(TEXT PASSAGE):
>>>>>
Several three-qubit gates have been implemented for superconducting qubits, but their use in gate synthesis has been limited due to their low fidelity. Here, using fixed-frequency superconducting qubits, we demonstrate a high-fidelity iToffoli gate based on two-qubit interactions, the so-called cross-resonance effect. As with the Toffoli gate, this three-qubit gate can be used to perform universal quantum computation. The iToffoli gate is implemented by simultaneously applying microwave pulses to a linear chain of three qubits, revealing a process fidelity as high as 98.26(2)%. Moreover, we numerically show that our gate scheme can produce additional three-qubit gates which provide more efficient gate synthesis than the Toffoli and iToffoli gates.

Publication: Y. Kim et al., arXiv:2108.10288.
<<<<<
(EXERCISE INSTRUCTIONS):
1. Rewrite the paragraph of the iToffoli gate passage that begins "Several three-qubit gates have been implemented" as a short bulleted list that keeps its main facts.
2. Answer these questions from the iToffoli gate passage:
(a) What two-qubit interaction is the iToffoli gate based on?
(b) What is the highest process fidelity reported for the gate?
(c) What arXiv number is given for the publication?

(DATASET):
>>>>>
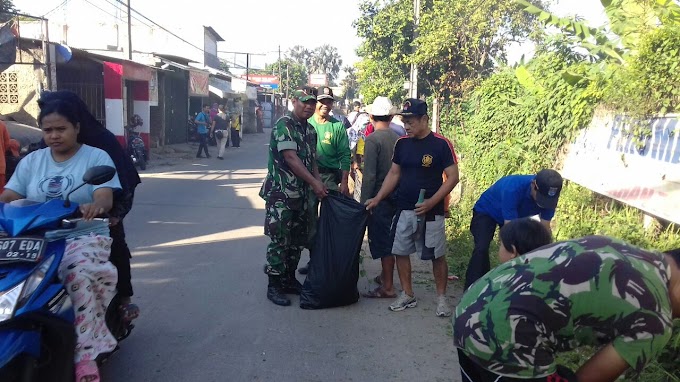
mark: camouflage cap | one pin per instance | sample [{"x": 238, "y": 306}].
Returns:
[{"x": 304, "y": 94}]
<<<<<
>>>>>
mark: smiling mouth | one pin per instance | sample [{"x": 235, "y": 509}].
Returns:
<<<<<
>>>>>
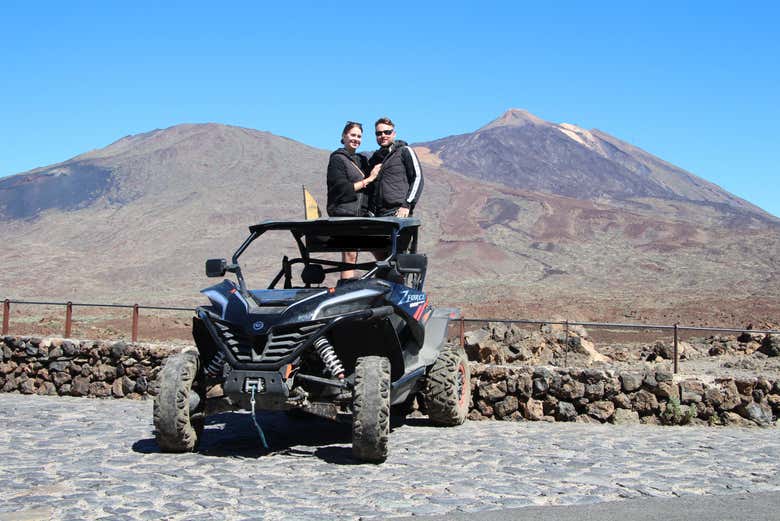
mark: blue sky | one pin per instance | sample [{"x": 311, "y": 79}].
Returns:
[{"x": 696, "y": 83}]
<<<<<
(RESULTS):
1.
- Earlier three-qubit gates for superconducting qubits have had limited use in gate synthesis because of their low fidelity.
- A high-fidelity iToffoli gate is demonstrated on fixed-frequency superconducting qubits, using the cross-resonance effect.
- Like the Toffoli gate, it can be used for universal quantum computation.
- Microwave pulses applied simultaneously to a linear chain of three qubits give a process fidelity as high as 98.26(2)%.
- Numerical results show the scheme can produce additional three-qubit gates that allow more efficient gate synthesis than the Toffoli and iToffoli gates.

2.
(a) The cross-resonance effect.
(b) 98.26(2)%.
(c) arXiv:2108.10288.